■ TASK TO COMPLETE
Using the listing below, please count the lines that contain the string "sunset". Only the number is wanted.

■ DATA FOR ANALYSIS
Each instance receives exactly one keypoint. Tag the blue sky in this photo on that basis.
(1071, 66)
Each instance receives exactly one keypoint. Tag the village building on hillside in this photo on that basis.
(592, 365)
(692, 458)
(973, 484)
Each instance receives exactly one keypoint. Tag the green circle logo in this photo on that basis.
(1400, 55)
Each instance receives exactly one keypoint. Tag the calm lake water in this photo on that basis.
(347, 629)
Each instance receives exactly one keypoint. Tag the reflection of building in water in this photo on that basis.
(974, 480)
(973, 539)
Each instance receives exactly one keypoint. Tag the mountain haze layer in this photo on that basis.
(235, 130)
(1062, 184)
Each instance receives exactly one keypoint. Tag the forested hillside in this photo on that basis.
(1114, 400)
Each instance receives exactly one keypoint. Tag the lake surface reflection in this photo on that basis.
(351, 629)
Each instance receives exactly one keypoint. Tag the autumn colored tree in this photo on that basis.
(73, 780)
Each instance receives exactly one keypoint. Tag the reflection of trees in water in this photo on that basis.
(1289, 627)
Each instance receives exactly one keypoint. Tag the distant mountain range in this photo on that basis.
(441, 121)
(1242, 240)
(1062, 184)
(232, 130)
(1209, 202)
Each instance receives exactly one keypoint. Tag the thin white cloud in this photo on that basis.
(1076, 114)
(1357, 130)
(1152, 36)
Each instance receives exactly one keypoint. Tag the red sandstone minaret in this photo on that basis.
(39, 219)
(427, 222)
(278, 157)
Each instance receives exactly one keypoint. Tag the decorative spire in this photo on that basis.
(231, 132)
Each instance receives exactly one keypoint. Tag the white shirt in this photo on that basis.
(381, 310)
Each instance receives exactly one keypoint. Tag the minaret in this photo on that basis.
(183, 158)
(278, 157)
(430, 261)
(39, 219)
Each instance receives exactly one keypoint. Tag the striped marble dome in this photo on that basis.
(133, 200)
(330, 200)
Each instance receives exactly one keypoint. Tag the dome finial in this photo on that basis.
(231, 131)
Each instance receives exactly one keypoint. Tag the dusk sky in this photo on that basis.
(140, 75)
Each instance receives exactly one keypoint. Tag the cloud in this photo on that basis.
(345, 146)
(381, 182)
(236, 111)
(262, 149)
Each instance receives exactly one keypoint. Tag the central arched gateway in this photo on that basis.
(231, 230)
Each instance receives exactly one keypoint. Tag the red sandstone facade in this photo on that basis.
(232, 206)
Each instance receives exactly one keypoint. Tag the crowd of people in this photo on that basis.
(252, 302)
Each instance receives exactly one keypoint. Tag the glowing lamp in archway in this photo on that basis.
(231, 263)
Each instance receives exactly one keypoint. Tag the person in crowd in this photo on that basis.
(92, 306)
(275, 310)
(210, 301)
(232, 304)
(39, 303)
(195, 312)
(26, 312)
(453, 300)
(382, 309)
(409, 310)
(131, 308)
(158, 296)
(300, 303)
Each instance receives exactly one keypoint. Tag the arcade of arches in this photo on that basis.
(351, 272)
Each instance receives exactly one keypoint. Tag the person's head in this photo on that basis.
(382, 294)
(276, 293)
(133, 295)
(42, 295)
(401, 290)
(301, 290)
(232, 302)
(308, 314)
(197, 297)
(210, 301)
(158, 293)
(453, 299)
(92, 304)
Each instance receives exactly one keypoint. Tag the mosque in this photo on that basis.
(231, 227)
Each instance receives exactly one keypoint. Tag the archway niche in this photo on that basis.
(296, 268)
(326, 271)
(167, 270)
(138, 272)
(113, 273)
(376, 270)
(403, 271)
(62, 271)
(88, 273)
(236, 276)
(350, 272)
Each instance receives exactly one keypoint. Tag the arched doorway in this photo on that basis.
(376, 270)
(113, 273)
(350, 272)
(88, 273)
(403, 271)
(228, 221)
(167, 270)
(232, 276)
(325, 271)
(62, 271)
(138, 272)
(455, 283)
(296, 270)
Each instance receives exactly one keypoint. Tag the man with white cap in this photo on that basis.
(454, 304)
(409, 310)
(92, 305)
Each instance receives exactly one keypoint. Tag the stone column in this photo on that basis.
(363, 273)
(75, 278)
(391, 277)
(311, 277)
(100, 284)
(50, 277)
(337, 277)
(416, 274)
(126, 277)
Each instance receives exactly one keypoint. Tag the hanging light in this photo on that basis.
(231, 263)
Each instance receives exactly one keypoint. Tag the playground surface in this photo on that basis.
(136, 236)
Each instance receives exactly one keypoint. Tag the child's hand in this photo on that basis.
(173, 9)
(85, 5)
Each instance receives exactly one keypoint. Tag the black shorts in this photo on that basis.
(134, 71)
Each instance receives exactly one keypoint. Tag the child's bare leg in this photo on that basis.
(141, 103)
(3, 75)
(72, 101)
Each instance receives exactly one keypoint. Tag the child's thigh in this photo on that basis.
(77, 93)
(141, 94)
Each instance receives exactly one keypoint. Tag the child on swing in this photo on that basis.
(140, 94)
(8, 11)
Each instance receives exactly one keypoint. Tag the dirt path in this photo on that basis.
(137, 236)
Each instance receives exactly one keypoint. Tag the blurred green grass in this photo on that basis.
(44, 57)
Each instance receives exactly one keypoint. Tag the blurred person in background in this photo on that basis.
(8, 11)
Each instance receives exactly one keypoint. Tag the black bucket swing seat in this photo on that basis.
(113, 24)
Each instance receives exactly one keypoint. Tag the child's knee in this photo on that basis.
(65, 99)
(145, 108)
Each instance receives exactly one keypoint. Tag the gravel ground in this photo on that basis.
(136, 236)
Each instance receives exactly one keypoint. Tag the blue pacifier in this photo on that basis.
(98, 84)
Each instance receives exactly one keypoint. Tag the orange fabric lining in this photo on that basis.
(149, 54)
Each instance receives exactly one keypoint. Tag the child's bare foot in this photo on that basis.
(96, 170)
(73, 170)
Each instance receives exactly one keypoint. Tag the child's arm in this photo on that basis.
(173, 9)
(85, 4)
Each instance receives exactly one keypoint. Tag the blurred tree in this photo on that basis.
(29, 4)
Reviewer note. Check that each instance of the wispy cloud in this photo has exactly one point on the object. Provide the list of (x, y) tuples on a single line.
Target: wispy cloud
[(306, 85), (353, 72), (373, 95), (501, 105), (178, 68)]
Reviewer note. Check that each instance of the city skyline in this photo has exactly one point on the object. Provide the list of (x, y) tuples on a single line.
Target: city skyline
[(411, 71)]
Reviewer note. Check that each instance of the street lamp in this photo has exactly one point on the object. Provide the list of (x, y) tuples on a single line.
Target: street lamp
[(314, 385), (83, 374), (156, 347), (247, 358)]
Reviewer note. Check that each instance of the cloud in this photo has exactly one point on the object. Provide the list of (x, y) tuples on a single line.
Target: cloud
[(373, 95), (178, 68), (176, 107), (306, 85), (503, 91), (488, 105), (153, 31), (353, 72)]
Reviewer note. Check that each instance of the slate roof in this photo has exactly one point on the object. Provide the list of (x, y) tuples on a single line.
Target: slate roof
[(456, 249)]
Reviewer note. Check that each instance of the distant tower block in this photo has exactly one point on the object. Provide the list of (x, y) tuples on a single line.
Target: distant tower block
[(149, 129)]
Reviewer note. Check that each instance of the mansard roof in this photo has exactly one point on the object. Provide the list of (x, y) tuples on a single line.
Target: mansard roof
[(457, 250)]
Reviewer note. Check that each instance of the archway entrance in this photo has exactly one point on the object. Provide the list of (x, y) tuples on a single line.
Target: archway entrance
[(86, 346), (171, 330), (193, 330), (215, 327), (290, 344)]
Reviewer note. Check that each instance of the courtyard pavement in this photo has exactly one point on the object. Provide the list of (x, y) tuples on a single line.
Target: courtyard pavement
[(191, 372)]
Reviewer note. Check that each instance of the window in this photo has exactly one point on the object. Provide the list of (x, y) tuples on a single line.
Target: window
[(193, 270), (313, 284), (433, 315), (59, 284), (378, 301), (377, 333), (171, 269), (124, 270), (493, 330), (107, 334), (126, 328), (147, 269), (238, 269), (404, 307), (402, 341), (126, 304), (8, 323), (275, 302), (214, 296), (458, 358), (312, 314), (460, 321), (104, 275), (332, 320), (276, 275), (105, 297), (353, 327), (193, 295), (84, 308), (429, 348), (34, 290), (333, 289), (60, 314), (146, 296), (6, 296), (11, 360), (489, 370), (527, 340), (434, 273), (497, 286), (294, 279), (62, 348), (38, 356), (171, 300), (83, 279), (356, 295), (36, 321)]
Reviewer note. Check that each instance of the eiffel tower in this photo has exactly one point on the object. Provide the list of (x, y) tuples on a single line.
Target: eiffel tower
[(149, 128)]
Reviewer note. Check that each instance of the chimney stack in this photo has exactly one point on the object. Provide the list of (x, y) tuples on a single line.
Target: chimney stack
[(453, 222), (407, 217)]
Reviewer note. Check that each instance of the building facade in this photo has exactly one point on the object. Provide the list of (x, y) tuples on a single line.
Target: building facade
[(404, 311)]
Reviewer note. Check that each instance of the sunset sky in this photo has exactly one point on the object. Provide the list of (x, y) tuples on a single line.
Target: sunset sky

■ PROBLEM SOLUTION
2